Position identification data

——————————

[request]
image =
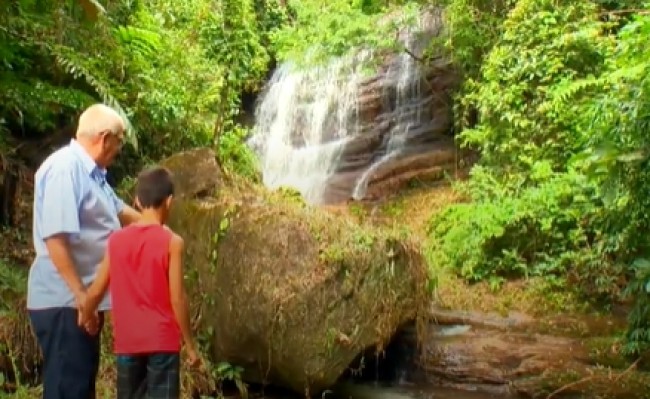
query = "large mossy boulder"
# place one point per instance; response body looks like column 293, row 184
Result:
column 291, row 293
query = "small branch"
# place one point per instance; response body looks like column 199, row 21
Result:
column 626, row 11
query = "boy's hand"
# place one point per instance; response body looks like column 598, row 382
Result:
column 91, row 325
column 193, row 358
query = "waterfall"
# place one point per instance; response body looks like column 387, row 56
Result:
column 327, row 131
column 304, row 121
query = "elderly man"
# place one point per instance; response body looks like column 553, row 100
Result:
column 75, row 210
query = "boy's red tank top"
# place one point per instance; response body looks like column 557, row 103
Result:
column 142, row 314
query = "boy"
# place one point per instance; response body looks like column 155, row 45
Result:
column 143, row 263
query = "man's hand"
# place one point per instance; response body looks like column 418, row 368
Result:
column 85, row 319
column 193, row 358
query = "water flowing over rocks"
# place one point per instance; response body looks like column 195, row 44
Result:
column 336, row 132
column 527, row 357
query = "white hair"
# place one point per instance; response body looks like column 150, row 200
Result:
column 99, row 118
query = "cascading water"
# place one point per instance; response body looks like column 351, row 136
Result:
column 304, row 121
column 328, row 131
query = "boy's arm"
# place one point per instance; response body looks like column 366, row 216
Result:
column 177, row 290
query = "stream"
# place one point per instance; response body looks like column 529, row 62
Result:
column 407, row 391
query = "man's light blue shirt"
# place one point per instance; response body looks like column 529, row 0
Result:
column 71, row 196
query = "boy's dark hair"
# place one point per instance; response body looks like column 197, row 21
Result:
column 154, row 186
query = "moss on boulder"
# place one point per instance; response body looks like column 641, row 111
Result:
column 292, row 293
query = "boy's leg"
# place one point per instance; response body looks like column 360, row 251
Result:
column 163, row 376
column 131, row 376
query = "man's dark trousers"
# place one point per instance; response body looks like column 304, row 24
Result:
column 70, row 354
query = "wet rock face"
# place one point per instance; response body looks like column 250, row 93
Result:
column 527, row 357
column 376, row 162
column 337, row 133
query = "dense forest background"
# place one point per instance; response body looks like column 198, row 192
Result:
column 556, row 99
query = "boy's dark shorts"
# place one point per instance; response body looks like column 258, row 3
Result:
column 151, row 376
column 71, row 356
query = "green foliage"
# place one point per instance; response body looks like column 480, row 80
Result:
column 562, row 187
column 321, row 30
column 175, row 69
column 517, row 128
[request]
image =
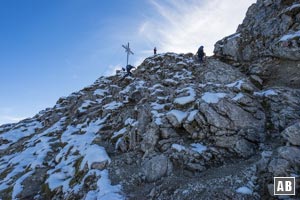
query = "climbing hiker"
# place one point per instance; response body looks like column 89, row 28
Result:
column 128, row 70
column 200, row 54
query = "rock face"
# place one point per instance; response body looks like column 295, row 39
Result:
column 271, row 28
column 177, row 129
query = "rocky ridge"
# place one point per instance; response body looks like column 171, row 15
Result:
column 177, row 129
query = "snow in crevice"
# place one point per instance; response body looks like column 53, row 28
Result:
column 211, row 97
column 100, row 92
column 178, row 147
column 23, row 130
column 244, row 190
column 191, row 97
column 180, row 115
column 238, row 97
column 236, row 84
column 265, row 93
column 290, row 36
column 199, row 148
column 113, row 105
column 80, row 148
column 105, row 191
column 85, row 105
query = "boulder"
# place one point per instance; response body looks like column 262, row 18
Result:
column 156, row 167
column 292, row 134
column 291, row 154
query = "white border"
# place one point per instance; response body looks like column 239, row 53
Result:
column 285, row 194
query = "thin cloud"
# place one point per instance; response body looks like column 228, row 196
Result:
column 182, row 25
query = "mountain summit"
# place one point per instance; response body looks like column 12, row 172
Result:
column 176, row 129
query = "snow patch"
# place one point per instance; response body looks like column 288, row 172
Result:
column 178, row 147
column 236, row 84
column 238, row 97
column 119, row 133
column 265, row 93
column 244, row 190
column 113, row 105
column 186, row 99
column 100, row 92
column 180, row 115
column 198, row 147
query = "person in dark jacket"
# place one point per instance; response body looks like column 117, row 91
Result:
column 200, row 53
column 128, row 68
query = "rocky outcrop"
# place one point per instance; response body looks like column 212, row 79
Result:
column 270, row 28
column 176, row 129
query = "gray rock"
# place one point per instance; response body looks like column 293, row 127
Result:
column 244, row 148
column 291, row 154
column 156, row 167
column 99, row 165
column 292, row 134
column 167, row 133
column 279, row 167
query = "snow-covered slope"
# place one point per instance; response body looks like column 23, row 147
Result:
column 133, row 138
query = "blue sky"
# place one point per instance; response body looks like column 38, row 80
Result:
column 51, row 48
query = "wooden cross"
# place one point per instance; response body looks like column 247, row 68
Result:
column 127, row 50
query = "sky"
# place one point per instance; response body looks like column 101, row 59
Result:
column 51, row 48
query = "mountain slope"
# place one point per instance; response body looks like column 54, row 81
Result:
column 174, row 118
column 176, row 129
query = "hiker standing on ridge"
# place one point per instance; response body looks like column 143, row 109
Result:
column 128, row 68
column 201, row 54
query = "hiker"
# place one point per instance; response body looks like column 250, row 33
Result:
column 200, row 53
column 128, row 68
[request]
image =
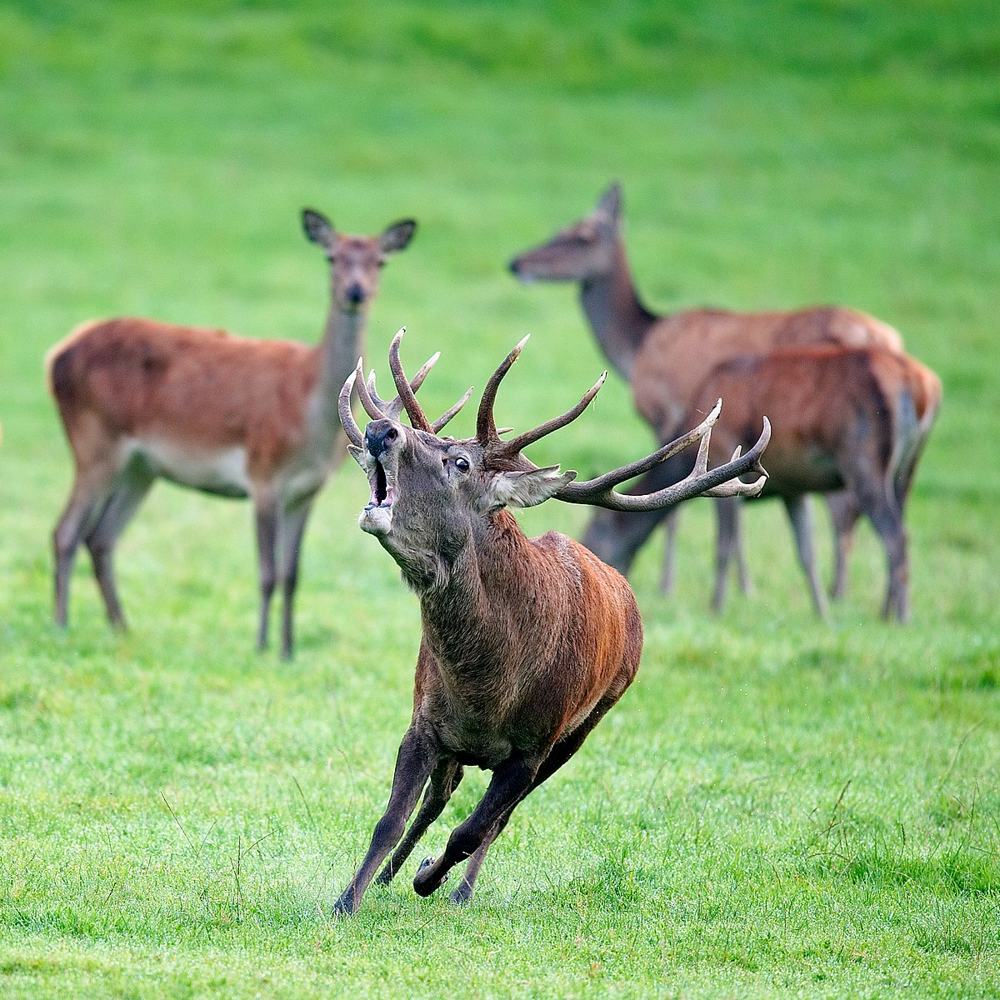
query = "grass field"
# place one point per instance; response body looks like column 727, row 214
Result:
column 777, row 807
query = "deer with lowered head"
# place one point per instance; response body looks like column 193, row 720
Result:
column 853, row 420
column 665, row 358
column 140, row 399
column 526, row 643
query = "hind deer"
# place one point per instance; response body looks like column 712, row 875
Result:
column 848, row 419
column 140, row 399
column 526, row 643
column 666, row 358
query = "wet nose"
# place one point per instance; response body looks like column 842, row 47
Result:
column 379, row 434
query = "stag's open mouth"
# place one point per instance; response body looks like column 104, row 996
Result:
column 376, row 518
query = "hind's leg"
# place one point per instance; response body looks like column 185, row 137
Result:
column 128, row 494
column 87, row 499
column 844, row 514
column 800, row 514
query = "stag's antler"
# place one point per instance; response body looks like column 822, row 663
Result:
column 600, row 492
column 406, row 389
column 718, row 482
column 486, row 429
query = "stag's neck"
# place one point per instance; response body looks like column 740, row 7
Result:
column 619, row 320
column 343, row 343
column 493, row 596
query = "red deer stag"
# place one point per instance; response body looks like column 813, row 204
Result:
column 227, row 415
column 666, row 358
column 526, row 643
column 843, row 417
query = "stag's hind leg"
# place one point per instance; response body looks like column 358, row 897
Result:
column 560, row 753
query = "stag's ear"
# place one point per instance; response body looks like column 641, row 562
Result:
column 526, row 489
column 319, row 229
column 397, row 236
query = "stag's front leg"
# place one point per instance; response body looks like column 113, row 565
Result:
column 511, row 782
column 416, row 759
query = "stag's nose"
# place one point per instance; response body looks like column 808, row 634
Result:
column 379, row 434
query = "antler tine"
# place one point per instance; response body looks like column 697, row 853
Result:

——————————

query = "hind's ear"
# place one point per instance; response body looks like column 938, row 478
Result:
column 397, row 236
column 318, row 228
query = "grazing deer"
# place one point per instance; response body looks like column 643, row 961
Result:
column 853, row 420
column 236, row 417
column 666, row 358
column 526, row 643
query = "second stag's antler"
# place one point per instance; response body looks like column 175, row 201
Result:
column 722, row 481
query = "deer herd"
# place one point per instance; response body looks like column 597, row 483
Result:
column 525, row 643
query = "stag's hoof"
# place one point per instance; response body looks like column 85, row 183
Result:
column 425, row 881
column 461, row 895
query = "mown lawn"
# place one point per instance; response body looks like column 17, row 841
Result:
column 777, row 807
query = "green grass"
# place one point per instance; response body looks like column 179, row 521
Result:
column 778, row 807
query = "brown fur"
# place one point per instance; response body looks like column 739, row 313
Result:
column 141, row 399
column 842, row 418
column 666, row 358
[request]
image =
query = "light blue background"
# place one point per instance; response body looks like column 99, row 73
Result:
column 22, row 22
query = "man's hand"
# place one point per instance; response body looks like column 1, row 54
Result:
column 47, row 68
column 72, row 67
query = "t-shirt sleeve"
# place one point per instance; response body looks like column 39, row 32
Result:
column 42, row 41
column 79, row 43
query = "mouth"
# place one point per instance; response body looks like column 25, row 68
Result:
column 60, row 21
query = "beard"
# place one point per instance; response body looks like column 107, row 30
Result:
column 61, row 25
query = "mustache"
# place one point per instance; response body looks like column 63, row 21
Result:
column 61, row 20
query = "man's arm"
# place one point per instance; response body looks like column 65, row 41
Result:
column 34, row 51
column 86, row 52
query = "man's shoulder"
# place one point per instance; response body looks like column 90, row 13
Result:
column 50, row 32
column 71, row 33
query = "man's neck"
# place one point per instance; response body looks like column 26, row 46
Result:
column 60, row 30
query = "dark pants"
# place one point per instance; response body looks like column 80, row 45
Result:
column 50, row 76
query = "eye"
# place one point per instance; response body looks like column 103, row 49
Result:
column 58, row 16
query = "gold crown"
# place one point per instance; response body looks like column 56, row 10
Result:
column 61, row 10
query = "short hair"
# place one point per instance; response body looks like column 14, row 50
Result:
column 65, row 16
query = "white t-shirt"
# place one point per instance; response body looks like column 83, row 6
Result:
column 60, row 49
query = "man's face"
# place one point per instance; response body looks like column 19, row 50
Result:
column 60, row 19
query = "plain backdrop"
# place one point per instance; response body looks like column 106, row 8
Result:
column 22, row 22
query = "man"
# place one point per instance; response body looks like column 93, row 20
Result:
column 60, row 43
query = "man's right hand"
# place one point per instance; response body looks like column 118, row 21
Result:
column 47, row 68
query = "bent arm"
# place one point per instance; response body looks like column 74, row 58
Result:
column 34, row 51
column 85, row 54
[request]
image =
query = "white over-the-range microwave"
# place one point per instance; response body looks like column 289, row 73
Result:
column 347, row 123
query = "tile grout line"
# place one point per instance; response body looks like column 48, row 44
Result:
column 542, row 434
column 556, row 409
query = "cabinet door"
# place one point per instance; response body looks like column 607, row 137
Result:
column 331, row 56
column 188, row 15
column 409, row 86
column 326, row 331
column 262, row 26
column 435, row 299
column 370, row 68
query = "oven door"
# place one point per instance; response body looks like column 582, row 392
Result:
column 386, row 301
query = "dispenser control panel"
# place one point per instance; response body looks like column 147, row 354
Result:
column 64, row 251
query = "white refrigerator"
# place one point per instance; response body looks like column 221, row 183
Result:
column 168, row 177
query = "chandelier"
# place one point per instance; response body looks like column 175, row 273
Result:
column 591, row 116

——————————

Identify each line of the data that contains the word "stag", and copy those lines.

**Finished task:**
query = "stag's open mouth"
query = "stag's antler"
query = "stag's neck"
query = "red deer stag"
query = "stag's hind leg"
query = "stag's ear"
query = "stag's front leg"
query = "stag's nose"
query = "second stag's antler"
query = "stag's hoof"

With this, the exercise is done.